Given request: Identify each line in the records below that contains the string "burlap" and copy those lines. Case matters.

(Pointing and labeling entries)
════════

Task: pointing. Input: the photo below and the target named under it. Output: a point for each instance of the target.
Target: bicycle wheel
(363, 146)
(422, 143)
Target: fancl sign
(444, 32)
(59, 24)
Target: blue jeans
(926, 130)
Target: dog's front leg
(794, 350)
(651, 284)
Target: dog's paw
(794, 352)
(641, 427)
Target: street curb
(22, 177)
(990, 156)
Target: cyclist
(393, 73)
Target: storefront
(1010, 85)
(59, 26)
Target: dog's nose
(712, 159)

════════

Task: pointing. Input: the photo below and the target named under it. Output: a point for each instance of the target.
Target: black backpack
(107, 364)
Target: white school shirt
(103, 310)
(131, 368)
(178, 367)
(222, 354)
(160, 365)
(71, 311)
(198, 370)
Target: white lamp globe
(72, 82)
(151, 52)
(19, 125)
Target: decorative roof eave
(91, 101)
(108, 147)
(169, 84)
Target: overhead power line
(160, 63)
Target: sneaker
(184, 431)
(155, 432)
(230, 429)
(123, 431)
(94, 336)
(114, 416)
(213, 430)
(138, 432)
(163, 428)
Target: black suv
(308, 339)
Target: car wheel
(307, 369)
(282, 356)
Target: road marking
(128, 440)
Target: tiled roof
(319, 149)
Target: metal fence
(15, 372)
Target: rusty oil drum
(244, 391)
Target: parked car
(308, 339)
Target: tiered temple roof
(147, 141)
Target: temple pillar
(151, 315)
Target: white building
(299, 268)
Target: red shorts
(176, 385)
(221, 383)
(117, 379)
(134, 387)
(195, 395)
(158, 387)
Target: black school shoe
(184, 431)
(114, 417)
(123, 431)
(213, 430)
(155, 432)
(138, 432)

════════

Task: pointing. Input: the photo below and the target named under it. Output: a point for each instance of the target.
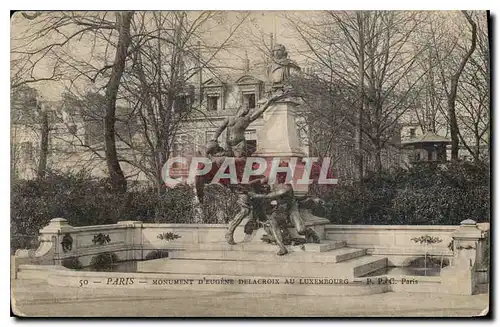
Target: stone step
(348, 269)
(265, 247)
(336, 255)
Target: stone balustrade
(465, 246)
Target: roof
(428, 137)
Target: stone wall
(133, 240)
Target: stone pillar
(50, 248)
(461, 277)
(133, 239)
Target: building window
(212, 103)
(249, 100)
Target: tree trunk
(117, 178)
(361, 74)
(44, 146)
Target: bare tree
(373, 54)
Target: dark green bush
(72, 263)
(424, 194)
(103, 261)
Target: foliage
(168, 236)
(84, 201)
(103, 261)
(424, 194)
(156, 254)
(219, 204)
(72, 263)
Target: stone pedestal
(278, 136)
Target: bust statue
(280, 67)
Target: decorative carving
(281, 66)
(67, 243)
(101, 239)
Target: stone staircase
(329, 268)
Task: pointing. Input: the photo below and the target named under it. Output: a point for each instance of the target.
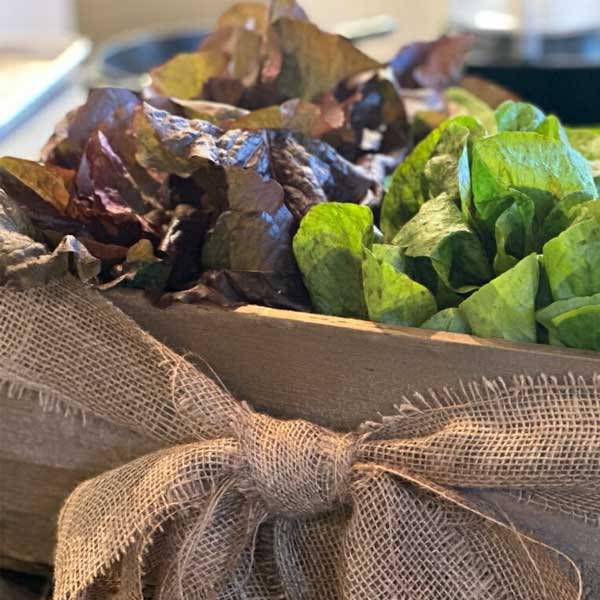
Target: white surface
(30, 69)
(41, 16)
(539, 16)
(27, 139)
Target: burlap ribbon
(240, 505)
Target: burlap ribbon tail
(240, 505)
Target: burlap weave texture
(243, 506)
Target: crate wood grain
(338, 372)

════════

Completed task:
Target: burlap ribbon
Target: burlap ribbon tail
Target: burlap weave texture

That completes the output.